** Stated goal **
Output every line of the entries below as a JSON list of strings, one string per line, leaving out blank lines.

########################################

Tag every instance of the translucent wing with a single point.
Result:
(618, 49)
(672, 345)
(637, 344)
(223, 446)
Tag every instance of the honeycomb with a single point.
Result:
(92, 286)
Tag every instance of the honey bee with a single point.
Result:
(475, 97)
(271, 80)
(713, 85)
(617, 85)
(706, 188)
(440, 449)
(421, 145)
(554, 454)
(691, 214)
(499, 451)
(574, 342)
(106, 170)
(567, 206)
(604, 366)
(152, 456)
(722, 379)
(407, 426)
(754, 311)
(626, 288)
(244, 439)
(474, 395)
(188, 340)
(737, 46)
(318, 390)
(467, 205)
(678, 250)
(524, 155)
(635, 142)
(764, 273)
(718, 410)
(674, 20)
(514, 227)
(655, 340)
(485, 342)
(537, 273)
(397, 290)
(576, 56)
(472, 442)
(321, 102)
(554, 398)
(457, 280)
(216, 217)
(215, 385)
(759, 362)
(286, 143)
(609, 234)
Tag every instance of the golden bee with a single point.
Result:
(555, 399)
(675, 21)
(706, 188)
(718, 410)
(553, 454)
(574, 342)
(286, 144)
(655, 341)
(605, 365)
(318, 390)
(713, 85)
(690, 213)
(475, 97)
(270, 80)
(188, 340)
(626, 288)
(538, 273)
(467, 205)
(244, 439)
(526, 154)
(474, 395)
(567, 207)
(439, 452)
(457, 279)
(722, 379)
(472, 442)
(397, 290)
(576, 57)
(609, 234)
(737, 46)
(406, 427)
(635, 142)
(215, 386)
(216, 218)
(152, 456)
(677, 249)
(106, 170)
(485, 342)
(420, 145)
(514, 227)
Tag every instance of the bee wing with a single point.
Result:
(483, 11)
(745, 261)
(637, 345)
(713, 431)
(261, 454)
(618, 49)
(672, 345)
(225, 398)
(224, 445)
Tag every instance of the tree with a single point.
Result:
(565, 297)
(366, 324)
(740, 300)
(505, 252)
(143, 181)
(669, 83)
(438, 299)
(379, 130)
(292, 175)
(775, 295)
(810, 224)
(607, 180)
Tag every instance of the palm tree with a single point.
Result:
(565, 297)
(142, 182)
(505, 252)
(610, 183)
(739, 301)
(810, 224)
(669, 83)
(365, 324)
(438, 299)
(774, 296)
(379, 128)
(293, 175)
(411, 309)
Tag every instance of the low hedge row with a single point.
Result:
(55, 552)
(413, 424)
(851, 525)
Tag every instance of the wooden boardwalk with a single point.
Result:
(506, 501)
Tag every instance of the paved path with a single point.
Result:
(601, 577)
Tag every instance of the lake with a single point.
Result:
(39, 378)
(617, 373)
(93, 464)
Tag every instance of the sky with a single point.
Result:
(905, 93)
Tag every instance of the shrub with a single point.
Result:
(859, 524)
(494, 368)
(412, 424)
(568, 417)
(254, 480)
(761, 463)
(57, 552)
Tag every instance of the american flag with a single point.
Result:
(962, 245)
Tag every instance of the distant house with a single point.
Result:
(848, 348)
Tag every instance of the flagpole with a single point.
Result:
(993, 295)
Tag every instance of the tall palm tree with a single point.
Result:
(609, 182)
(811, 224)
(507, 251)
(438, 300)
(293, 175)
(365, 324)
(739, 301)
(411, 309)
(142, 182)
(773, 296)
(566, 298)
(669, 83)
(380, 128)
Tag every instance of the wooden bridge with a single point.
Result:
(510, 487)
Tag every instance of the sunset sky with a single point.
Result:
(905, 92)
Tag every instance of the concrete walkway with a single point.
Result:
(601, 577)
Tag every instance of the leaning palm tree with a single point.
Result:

########################################

** Right answer **
[
  "Tag every instance of the translucent wing with a single point.",
  "Result:",
  "(618, 49)",
  "(672, 345)",
  "(637, 344)",
  "(223, 446)",
  "Tag every instance of the honeycomb with a single point.",
  "Result:",
  "(92, 286)",
  "Tag every instance of the honey bee with a single point.",
  "Result:",
  "(475, 97)",
  "(271, 80)",
  "(713, 85)",
  "(617, 85)",
  "(706, 188)",
  "(440, 449)",
  "(421, 145)",
  "(554, 454)",
  "(691, 214)",
  "(499, 451)",
  "(574, 342)",
  "(106, 170)",
  "(567, 206)",
  "(604, 366)",
  "(152, 456)",
  "(722, 379)",
  "(407, 426)",
  "(754, 311)",
  "(626, 288)",
  "(244, 439)",
  "(474, 395)",
  "(188, 340)",
  "(737, 46)",
  "(318, 390)",
  "(467, 205)",
  "(678, 250)",
  "(524, 155)",
  "(635, 142)",
  "(764, 273)",
  "(718, 410)",
  "(674, 20)",
  "(514, 227)",
  "(655, 340)",
  "(485, 342)",
  "(537, 273)",
  "(397, 290)",
  "(576, 56)",
  "(472, 442)",
  "(321, 102)",
  "(554, 398)",
  "(457, 280)",
  "(216, 217)",
  "(215, 385)",
  "(759, 362)",
  "(286, 143)",
  "(609, 234)",
  "Tag every instance of the golden bee with a single point.",
  "Result:",
  "(555, 399)",
  "(675, 21)",
  "(706, 188)",
  "(718, 410)",
  "(553, 454)",
  "(574, 342)",
  "(286, 144)",
  "(655, 341)",
  "(605, 365)",
  "(318, 390)",
  "(713, 85)",
  "(690, 213)",
  "(475, 97)",
  "(270, 80)",
  "(188, 340)",
  "(626, 288)",
  "(538, 273)",
  "(467, 205)",
  "(244, 439)",
  "(526, 154)",
  "(474, 395)",
  "(567, 207)",
  "(439, 452)",
  "(457, 279)",
  "(722, 379)",
  "(472, 442)",
  "(397, 290)",
  "(576, 57)",
  "(609, 234)",
  "(737, 46)",
  "(406, 427)",
  "(635, 142)",
  "(215, 386)",
  "(216, 218)",
  "(152, 456)",
  "(677, 249)",
  "(106, 170)",
  "(485, 342)",
  "(420, 145)",
  "(514, 227)",
  "Tag every instance of the bee wing with a single point.",
  "Result:",
  "(483, 11)",
  "(745, 261)",
  "(637, 345)",
  "(713, 431)",
  "(261, 454)",
  "(618, 49)",
  "(672, 345)",
  "(225, 398)",
  "(224, 445)",
  "Tag every instance of the tree with a single point.",
  "Result:",
  "(565, 297)",
  "(366, 324)",
  "(740, 300)",
  "(505, 252)",
  "(143, 181)",
  "(669, 83)",
  "(438, 299)",
  "(379, 130)",
  "(292, 175)",
  "(775, 295)",
  "(810, 224)",
  "(607, 180)",
  "Tag every instance of the palm tree with a single point.",
  "Result:",
  "(565, 297)",
  "(142, 182)",
  "(505, 252)",
  "(610, 183)",
  "(739, 301)",
  "(810, 224)",
  "(669, 83)",
  "(365, 324)",
  "(438, 299)",
  "(774, 296)",
  "(379, 128)",
  "(293, 175)",
  "(411, 309)",
  "Tag every instance of the low hedge row with a single point.",
  "Result:",
  "(55, 552)",
  "(413, 424)",
  "(851, 525)",
  "Tag every instance of the wooden boardwalk with a single point.",
  "Result:",
  "(506, 501)",
  "Tag every instance of the paved path with a single point.",
  "Result:",
  "(601, 577)",
  "Tag every instance of the lake with a single point.",
  "Result:",
  "(39, 378)",
  "(617, 373)",
  "(93, 464)",
  "Tag every instance of the sky with a single point.",
  "Result:",
  "(905, 93)",
  "Tag every instance of the shrub with a single point.",
  "Result:",
  "(859, 524)",
  "(494, 368)",
  "(412, 424)",
  "(568, 417)",
  "(254, 480)",
  "(761, 463)",
  "(57, 552)",
  "Tag every instance of the american flag with a single point.",
  "Result:",
  "(962, 245)",
  "Tag every instance of the distant house with a single point.",
  "Result:",
  "(848, 348)",
  "Tag every instance of the flagpole with a single point.",
  "Result:",
  "(993, 295)",
  "Tag every instance of the tall palm tree with a single point.",
  "Result:",
  "(609, 182)",
  "(811, 224)",
  "(507, 251)",
  "(438, 300)",
  "(293, 175)",
  "(365, 324)",
  "(739, 301)",
  "(411, 309)",
  "(142, 182)",
  "(773, 296)",
  "(566, 298)",
  "(669, 83)",
  "(380, 128)",
  "Tag every instance of the wooden bridge with a single point.",
  "Result:",
  "(510, 487)",
  "Tag every instance of the sunset sky with a single point.",
  "Result:",
  "(905, 92)",
  "Tag every instance of the concrete walkway with a single point.",
  "Result:",
  "(601, 577)",
  "Tag every instance of the leaning palm tree with a single point.",
  "Result:"
]